Secondo il testo fornito sul lavoro in Italia, quante morti sul lavoro ci sono state nel 2021 in base ai dati dell'Inail?

Testo fornito:
· · · ·
La pandemia si è abbattuta su un mercato del lavoro già caratterizzato da una forte sperequazione, allargando il dualismo tra lavoratori più e meno garantiti. Lo scarso investimento pubblico sulle nuove generazioni (in particolare la parte che va efficacemente a rafforzare la loro formazione e l'inserimento solido nel mondo del lavoro), è il principale nodo che vincola al ribasso le possibilità di crescita italiane, e questo nodo va sciolto prima ancora che sul piano del rapporto tra giovani e lavoro, su quello più alto del ruolo delle nuove generazioni nel modello di sviluppo del Paese, spiega il Cnel. Secondo quanto emerge dal nuovo rapporto dell'Organizzazione Internazionale del Lavoro (OIL), il numero di giovani che attualmente non lavorano, non studiano e non frequentano corsi di formazione (NEET) sta aumentando in modo esponenziale. Le giovani donne hanno più del doppio della probabilità di essere NEET rispetto ai coetanei maschi. Si legge ancora nel rapporto stilato dal Consiglio Nazionale dell'Economia e del Lavoro: «Se non si inverte questa tendenza non solo si pregiudicano le prospettive economiche del Paese, ma si rischia di alterare in profondità il patto fra le generazioni che è un elemento costitutivo dell'assetto sociale, della sua equità e stabilità». Quanto invece alle donne, hanno pagato il prezzo più alto della crisi «in quanto impegnate a ricoprire ruoli e a svolgere lavori più precari, soprattutto nei servizi. Le donne non sono un soggetto svantaggiato. Sono la metà del mondo, la battaglia per l'uguaglianza di genere non può essere più solo un punto aggiunto di un programma politico, ma deve essere al centro di azioni concrete creando vantaggi economici, sociali e culturali per l'intero Paese».

 

 

Ad oggi ci sono oltre due milioni di lavoratrici e lavoratori che guadagnano circa 6 euro lordi all'ora, come afferma il Presidente dell'Inps Pasquale Tridico. Un impoverimento del lavoro che si somma alla piaga crescente delle morti sul lavoro che ci presentano numeri da far rabbrividire, ovvero 1.221 morti nel 2021 ed oltre 92 vite perse dal gennaio 2022 secondo quanto riferito dall'Inail. Una fotografia del Paese desolante, una realtà lontana anni luce dal trionfalismo che sentiamo aleggiare, rispetto ad una ripresa economica che non viene percepita dalle persone, sospese in balia di una precarietà che attanaglia e stringe la morsa. Quando il Capo dello Stato Mattarella, durante il suo discorso d'insediamento ha pronunciato questo monito: «Si attendono dalle Istituzioni della Repubblica garanzie di diritti, rassicurazione, sostegno e risposte al disagio degli italiani, di ogni età, di ogni regione, di ogni condizione sociale, ed in particolare quelli più in sofferenza», è stato fortemente applaudito. Ci auguriamo solo che quel gaudio non rimanga uno sterile esercizio di compiacimento bensì una presa di coscienza dimenticata fra gli scranni delle Camere.
· · · ·
Materiale mostrato:

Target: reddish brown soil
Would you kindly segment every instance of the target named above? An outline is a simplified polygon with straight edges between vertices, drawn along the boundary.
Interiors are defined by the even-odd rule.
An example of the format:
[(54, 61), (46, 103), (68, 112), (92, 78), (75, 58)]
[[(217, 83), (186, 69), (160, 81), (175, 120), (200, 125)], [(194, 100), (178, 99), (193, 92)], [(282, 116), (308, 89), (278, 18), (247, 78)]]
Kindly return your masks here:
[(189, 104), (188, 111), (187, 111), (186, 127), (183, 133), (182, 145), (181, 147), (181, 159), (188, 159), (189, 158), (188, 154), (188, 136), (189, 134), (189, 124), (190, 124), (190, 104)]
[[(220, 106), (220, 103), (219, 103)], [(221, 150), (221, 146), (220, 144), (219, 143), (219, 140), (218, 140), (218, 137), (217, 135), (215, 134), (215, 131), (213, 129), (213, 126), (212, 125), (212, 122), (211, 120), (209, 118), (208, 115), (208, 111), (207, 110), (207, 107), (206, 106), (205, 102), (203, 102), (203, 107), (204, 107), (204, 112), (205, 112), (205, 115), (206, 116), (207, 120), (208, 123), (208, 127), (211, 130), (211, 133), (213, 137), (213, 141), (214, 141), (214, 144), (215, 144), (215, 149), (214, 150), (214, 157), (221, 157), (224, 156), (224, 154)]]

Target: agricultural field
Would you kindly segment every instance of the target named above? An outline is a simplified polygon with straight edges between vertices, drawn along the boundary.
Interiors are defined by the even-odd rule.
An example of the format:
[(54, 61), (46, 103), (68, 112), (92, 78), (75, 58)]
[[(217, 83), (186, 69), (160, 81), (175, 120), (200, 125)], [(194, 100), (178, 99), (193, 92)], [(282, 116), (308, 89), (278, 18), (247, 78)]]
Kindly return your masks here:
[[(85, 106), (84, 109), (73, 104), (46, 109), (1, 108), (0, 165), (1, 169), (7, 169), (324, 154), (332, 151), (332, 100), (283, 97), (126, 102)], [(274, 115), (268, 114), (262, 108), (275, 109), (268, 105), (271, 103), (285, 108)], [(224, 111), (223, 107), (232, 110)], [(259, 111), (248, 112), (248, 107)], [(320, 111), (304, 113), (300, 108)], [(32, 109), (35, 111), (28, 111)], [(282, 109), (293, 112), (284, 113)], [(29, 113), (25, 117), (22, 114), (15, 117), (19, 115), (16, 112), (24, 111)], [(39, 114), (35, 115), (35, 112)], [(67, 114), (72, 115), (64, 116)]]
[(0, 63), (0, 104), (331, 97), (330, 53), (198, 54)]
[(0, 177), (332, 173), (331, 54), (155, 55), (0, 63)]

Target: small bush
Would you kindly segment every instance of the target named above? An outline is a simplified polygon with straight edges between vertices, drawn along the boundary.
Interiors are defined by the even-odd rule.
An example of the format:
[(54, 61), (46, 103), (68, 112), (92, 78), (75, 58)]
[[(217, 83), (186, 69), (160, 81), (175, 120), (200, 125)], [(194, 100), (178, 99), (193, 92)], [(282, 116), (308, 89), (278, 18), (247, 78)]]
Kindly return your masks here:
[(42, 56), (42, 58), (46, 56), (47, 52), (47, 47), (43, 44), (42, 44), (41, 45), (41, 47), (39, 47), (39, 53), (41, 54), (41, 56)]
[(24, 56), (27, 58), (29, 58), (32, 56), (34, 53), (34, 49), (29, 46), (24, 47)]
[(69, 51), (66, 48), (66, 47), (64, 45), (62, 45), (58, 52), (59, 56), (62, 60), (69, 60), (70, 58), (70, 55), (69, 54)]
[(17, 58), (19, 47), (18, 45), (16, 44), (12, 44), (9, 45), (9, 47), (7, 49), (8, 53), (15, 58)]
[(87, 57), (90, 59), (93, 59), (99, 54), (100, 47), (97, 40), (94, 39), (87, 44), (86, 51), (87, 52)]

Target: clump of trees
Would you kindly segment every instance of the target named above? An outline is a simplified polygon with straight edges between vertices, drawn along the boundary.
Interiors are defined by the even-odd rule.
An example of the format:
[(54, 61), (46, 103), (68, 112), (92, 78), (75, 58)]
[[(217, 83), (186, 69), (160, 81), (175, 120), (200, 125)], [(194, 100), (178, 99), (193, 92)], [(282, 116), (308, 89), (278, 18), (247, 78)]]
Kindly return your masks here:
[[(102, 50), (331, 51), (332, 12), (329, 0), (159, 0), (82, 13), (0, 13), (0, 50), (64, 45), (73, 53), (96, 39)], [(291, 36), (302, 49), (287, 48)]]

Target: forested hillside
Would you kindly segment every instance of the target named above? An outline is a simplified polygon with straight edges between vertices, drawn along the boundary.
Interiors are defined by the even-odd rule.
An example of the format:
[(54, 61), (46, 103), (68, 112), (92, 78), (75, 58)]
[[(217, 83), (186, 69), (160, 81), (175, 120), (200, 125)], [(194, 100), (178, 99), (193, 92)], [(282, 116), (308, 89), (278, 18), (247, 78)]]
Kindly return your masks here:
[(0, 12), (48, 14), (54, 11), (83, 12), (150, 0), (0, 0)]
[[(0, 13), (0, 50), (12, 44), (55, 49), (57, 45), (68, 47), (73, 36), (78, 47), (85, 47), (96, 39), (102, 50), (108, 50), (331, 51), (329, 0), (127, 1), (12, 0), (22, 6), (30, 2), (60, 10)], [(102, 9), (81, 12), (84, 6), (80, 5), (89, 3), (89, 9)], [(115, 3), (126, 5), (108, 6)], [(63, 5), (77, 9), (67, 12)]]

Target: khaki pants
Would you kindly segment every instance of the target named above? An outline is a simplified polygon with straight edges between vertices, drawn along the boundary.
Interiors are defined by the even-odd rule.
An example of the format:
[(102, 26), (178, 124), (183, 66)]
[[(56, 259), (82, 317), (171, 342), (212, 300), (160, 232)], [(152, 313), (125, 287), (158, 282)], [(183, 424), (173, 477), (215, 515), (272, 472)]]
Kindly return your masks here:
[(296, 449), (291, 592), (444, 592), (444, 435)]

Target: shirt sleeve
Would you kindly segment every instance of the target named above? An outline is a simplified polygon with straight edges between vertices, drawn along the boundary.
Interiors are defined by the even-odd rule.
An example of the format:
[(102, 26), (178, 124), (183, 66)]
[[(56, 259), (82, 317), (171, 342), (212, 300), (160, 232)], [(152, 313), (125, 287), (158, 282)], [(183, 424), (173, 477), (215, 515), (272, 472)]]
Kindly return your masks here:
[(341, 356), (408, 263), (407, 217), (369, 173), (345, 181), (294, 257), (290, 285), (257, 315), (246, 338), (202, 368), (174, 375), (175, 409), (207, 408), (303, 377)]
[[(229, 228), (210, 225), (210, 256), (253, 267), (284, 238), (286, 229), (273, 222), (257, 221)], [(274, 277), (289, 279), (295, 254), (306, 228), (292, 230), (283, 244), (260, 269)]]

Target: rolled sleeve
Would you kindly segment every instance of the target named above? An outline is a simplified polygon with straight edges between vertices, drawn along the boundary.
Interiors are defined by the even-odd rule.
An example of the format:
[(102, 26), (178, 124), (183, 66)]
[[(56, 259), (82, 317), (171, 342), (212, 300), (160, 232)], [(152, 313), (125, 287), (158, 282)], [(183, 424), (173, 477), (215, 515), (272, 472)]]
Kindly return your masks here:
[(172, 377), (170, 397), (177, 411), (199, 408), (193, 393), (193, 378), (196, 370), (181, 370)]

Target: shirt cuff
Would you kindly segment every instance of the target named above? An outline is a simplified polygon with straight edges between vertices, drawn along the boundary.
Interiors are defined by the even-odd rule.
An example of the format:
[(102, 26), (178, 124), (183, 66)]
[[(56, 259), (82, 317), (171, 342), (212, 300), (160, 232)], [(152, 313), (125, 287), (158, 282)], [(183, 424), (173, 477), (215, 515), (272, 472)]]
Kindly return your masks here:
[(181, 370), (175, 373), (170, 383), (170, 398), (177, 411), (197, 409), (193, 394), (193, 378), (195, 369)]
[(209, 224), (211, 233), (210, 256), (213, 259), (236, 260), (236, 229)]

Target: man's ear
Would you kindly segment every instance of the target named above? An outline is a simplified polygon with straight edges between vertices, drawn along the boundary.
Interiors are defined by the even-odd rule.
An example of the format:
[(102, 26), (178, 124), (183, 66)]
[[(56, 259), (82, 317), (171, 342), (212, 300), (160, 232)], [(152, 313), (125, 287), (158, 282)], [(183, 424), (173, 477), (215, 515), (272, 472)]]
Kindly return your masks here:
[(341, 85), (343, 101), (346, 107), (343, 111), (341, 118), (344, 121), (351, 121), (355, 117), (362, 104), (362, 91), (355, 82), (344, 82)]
· · · ·
La tua risposta:
1.221 morti.